- Instructions to follow: Return every one of the records below verbatim, reproducing each line without any change.
— Start of Records to use —
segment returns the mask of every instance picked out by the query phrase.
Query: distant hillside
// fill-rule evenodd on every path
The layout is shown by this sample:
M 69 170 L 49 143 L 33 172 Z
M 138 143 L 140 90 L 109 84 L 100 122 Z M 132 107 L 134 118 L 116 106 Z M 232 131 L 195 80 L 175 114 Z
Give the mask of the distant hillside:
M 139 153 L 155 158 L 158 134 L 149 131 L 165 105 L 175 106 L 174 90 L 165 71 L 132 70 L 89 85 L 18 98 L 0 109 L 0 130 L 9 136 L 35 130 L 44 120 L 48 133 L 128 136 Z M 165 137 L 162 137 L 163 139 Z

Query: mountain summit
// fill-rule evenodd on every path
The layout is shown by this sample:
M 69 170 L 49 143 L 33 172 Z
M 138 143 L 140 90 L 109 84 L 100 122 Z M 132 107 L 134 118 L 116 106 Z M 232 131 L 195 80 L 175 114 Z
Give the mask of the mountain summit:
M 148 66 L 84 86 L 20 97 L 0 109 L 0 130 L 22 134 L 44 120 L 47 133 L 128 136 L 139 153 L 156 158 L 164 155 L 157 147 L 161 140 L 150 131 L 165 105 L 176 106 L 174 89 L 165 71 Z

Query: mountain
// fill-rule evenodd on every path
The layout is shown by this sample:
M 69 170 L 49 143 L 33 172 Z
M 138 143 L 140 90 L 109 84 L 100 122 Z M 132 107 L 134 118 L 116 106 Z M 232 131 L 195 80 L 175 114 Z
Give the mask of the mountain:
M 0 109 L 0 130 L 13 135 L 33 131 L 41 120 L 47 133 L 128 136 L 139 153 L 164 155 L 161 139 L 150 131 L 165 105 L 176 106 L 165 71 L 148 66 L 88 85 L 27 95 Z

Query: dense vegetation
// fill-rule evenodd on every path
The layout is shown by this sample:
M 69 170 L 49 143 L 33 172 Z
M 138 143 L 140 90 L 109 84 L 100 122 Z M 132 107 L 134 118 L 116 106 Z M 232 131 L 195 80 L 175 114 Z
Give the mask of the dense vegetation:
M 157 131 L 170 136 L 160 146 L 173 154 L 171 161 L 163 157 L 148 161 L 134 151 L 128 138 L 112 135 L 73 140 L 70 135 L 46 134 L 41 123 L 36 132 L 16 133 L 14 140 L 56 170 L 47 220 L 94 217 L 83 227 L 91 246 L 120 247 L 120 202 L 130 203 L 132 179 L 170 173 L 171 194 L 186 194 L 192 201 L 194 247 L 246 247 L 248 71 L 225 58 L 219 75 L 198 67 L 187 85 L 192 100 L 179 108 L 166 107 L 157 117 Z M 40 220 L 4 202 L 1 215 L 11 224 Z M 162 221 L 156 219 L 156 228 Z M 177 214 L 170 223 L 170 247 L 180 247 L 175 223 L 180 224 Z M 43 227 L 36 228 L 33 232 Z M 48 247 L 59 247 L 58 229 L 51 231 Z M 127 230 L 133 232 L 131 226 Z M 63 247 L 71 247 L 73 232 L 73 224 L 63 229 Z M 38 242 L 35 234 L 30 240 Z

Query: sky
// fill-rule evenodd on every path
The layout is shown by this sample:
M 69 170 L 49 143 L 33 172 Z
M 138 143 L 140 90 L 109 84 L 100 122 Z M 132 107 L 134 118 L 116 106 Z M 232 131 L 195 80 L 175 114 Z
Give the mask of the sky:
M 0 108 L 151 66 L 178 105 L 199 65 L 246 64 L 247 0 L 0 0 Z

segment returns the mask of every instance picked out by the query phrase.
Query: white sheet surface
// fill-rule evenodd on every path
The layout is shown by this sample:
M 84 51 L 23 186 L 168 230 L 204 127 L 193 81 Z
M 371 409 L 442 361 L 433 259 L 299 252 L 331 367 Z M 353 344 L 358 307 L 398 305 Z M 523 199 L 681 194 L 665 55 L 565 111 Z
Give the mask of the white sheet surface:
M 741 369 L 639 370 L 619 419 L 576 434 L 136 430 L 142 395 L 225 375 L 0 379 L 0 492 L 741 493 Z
— End of Records to use —
- Exercise output:
segment returns the mask of every instance picked out by the query phrase.
Query: distant hillside
// fill-rule evenodd on every path
The layout is shown by this sample:
M 69 170 L 49 143 L 33 172 Z
M 138 143 L 140 90 L 109 84 L 100 122 Z M 132 107 L 134 118 L 116 106 Z M 232 131 L 195 80 L 175 114 Z
Give the mask of the distant hillside:
M 139 153 L 155 158 L 158 134 L 149 131 L 165 105 L 175 106 L 174 90 L 165 71 L 132 70 L 89 85 L 18 98 L 0 109 L 0 130 L 9 136 L 35 130 L 44 120 L 48 133 L 128 136 Z M 165 137 L 162 137 L 163 139 Z

Query: mountain summit
// fill-rule evenodd on every path
The layout is shown by this sample:
M 69 170 L 49 143 L 33 172 Z
M 138 143 L 140 90 L 109 84 L 100 122 Z M 132 107 L 134 118 L 116 106 Z M 232 131 L 195 80 L 175 114 Z
Give the mask of the mountain summit:
M 148 66 L 84 86 L 20 97 L 0 109 L 0 130 L 22 134 L 44 120 L 47 133 L 128 136 L 139 153 L 156 158 L 164 155 L 157 147 L 161 140 L 150 131 L 165 105 L 176 106 L 174 89 L 165 71 Z

Query: mountain
// fill-rule evenodd on every path
The layout is shown by this sample:
M 69 170 L 49 143 L 33 172 Z
M 138 143 L 140 90 L 109 84 L 100 122 Z M 132 107 L 134 118 L 116 106 Z M 232 131 L 195 80 L 175 114 Z
Give the mask of the mountain:
M 0 109 L 0 130 L 13 135 L 33 131 L 41 120 L 47 133 L 128 136 L 139 153 L 164 155 L 161 139 L 150 131 L 165 105 L 176 106 L 165 71 L 148 66 L 88 85 L 27 95 Z

Query: dense vegetation
// fill-rule evenodd on every path
The layout is shown by this sample:
M 69 170 L 49 143 L 33 172 Z
M 138 143 L 140 90 L 109 84 L 100 122 Z M 132 107 L 134 118 L 116 106 Z M 232 131 L 195 80 L 175 114 Z
Give the mask of the dense vegetation:
M 157 131 L 170 136 L 160 146 L 173 154 L 171 161 L 163 157 L 148 161 L 134 151 L 128 138 L 112 135 L 73 140 L 70 135 L 46 134 L 41 123 L 36 132 L 16 133 L 14 140 L 56 170 L 47 220 L 94 217 L 83 227 L 91 246 L 120 247 L 120 202 L 130 203 L 132 179 L 170 173 L 171 194 L 186 194 L 192 201 L 194 247 L 246 247 L 248 71 L 225 58 L 219 75 L 198 67 L 187 85 L 192 100 L 179 108 L 166 107 L 157 117 Z M 40 220 L 4 202 L 1 215 L 11 224 Z M 162 221 L 156 219 L 156 228 Z M 177 214 L 170 223 L 170 247 L 180 247 L 175 223 L 180 224 Z M 43 227 L 36 228 L 33 232 Z M 48 247 L 59 247 L 58 229 L 51 231 Z M 127 230 L 133 232 L 131 226 Z M 63 247 L 71 247 L 73 232 L 73 224 L 63 229 Z M 38 242 L 35 234 L 30 240 Z

Query: sky
// fill-rule evenodd on every path
The layout is shown by this sample:
M 69 170 L 49 143 L 33 172 Z
M 138 143 L 140 90 L 109 84 L 100 122 Z M 132 107 L 134 118 L 116 106 Z M 232 131 L 195 80 L 175 114 Z
Give the mask of the sky:
M 0 108 L 151 66 L 178 105 L 199 65 L 246 64 L 247 0 L 0 0 Z

segment returns the mask of every instance picked out by the query phrase.
Query: white sheet surface
// fill-rule evenodd on every path
The layout is shown by this sample:
M 84 51 L 23 186 L 168 230 L 204 127 L 193 81 Z
M 371 409 L 442 361 L 433 259 L 299 252 L 331 367 Z M 353 344 L 358 307 L 398 305 Z M 523 199 L 681 194 L 665 55 L 565 111 Z
Give the mask of the white sheet surface:
M 741 369 L 639 370 L 619 419 L 576 434 L 136 430 L 142 395 L 225 375 L 0 379 L 0 492 L 741 493 Z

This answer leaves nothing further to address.